[start]

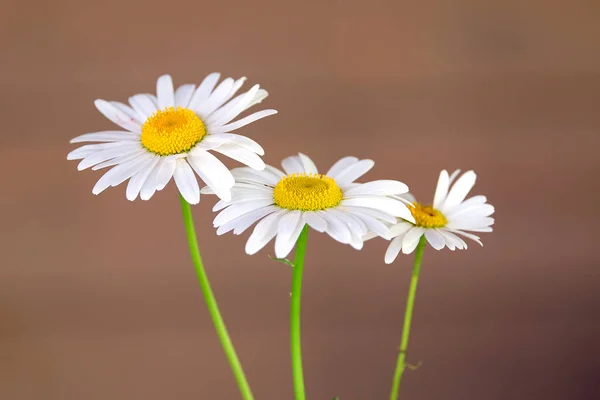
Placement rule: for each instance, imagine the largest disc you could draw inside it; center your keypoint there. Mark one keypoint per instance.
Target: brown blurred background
(98, 297)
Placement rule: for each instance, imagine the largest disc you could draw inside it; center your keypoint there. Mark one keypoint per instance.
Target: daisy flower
(333, 203)
(441, 223)
(169, 136)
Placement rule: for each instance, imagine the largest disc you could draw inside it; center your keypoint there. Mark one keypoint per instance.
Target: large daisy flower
(442, 223)
(168, 136)
(333, 203)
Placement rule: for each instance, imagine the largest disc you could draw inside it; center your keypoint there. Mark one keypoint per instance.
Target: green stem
(410, 302)
(211, 303)
(296, 302)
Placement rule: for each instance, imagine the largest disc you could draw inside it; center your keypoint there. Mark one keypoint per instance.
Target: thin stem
(211, 303)
(410, 302)
(296, 348)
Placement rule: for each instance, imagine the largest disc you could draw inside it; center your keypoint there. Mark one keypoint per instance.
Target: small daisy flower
(449, 215)
(169, 136)
(333, 203)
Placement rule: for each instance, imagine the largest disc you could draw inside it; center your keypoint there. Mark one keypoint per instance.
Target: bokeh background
(98, 297)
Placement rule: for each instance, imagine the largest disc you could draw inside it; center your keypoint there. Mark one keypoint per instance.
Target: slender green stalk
(211, 303)
(296, 348)
(410, 303)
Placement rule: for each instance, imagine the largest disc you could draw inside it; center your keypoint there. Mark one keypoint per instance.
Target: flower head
(449, 215)
(169, 135)
(333, 203)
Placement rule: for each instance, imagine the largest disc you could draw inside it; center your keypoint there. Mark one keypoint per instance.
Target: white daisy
(449, 215)
(169, 135)
(331, 203)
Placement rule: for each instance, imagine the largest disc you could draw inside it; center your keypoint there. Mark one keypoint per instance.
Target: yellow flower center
(172, 131)
(307, 192)
(427, 216)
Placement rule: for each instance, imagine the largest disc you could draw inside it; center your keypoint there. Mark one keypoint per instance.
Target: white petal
(119, 159)
(393, 249)
(354, 172)
(309, 165)
(408, 198)
(336, 228)
(258, 98)
(385, 204)
(184, 94)
(137, 181)
(354, 224)
(186, 182)
(482, 229)
(374, 225)
(315, 221)
(107, 154)
(242, 196)
(214, 173)
(165, 173)
(468, 223)
(411, 239)
(454, 175)
(356, 240)
(450, 241)
(341, 165)
(144, 104)
(150, 186)
(441, 190)
(164, 93)
(217, 139)
(119, 174)
(435, 239)
(233, 108)
(238, 209)
(377, 188)
(292, 165)
(106, 136)
(88, 149)
(130, 112)
(460, 244)
(478, 210)
(117, 116)
(290, 226)
(239, 225)
(386, 217)
(216, 99)
(459, 191)
(263, 232)
(470, 236)
(253, 176)
(244, 121)
(242, 155)
(204, 90)
(400, 229)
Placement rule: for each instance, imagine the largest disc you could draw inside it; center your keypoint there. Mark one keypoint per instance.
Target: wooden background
(98, 298)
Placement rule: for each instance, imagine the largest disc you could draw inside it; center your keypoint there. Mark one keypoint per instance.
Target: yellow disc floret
(172, 131)
(307, 192)
(427, 216)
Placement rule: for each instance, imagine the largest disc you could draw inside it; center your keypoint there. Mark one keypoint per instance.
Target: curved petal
(214, 173)
(137, 181)
(264, 231)
(144, 104)
(341, 165)
(244, 121)
(242, 155)
(290, 226)
(117, 116)
(184, 94)
(353, 172)
(164, 92)
(459, 191)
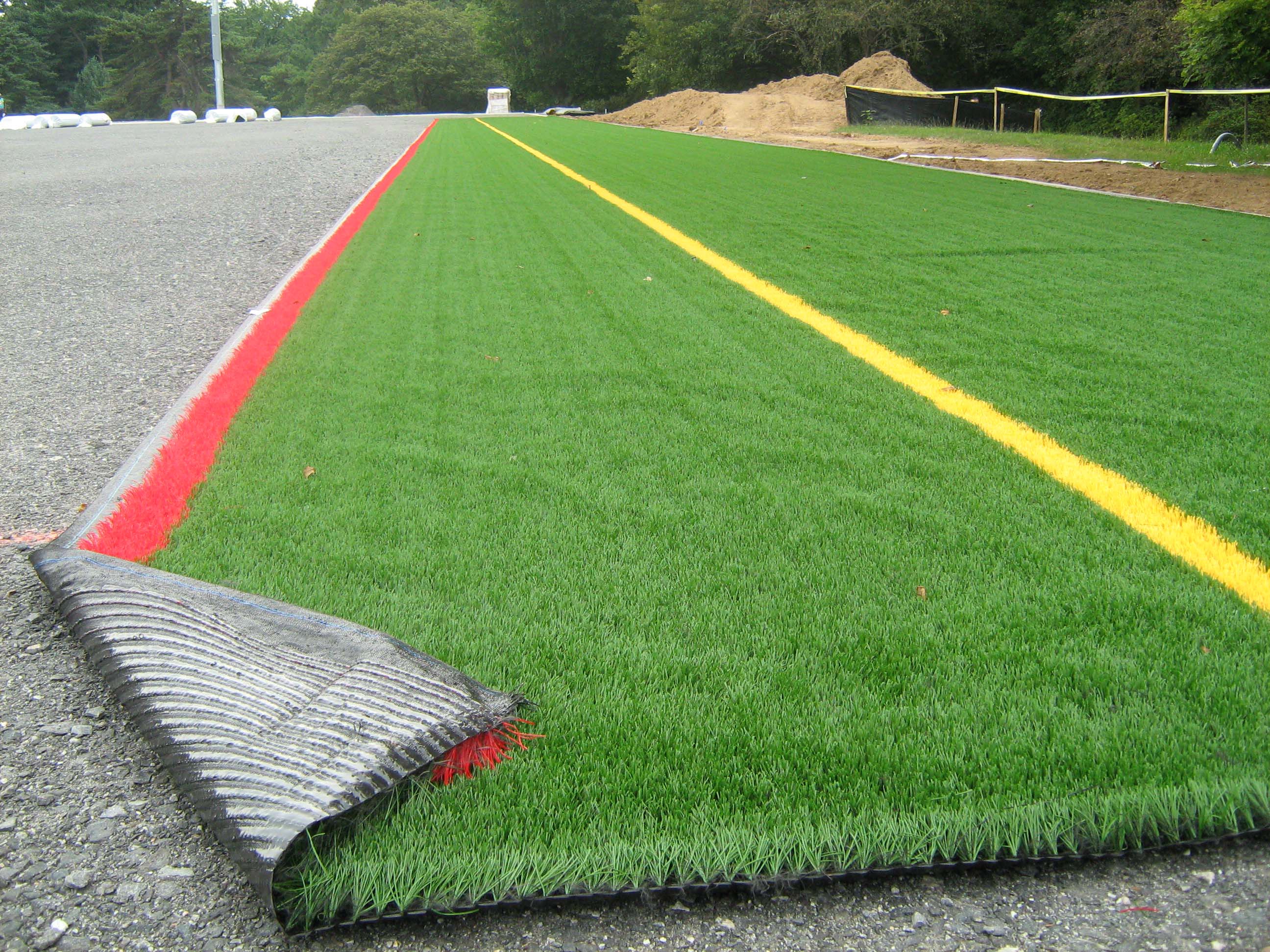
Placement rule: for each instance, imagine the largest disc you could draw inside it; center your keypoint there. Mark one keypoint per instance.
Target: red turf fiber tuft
(486, 751)
(147, 515)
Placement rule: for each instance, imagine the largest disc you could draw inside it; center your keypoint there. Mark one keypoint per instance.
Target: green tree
(559, 52)
(89, 87)
(26, 74)
(70, 33)
(1226, 42)
(694, 44)
(415, 56)
(269, 48)
(1127, 46)
(160, 60)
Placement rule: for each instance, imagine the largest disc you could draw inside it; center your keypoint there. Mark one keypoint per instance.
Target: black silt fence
(973, 112)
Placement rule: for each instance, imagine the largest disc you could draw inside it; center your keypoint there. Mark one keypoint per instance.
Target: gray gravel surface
(131, 254)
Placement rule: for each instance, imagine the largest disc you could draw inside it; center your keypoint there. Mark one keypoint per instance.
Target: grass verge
(782, 616)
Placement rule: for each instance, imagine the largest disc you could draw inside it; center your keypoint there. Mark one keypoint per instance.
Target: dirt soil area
(808, 111)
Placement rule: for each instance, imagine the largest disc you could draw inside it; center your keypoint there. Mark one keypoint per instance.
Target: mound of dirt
(799, 106)
(823, 85)
(883, 70)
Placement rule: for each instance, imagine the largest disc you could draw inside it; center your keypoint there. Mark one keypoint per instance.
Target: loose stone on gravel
(98, 831)
(51, 936)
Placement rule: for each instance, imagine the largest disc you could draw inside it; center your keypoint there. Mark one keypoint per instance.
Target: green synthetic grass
(1133, 332)
(692, 530)
(1175, 154)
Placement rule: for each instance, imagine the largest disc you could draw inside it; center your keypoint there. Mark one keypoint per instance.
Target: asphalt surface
(130, 256)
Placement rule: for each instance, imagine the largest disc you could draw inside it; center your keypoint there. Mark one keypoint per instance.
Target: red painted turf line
(147, 515)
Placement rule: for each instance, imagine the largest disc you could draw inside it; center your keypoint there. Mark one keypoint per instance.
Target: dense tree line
(144, 57)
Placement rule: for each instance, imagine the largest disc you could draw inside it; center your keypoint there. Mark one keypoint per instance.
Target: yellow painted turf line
(1191, 539)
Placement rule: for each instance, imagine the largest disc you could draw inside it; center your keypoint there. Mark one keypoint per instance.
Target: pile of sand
(823, 85)
(798, 106)
(883, 71)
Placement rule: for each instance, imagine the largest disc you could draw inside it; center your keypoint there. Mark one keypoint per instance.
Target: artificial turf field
(559, 453)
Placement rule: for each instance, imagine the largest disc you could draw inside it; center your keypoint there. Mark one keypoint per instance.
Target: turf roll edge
(782, 619)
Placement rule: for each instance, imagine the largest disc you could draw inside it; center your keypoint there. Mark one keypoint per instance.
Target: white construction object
(498, 101)
(243, 115)
(56, 121)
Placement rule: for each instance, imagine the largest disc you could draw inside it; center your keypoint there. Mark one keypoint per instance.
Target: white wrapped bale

[end]

- **Work to do**: Gather every line above that contains the string "petal", and copy each one in full.

- **Response to this task**:
Target: white petal
Target: curved petal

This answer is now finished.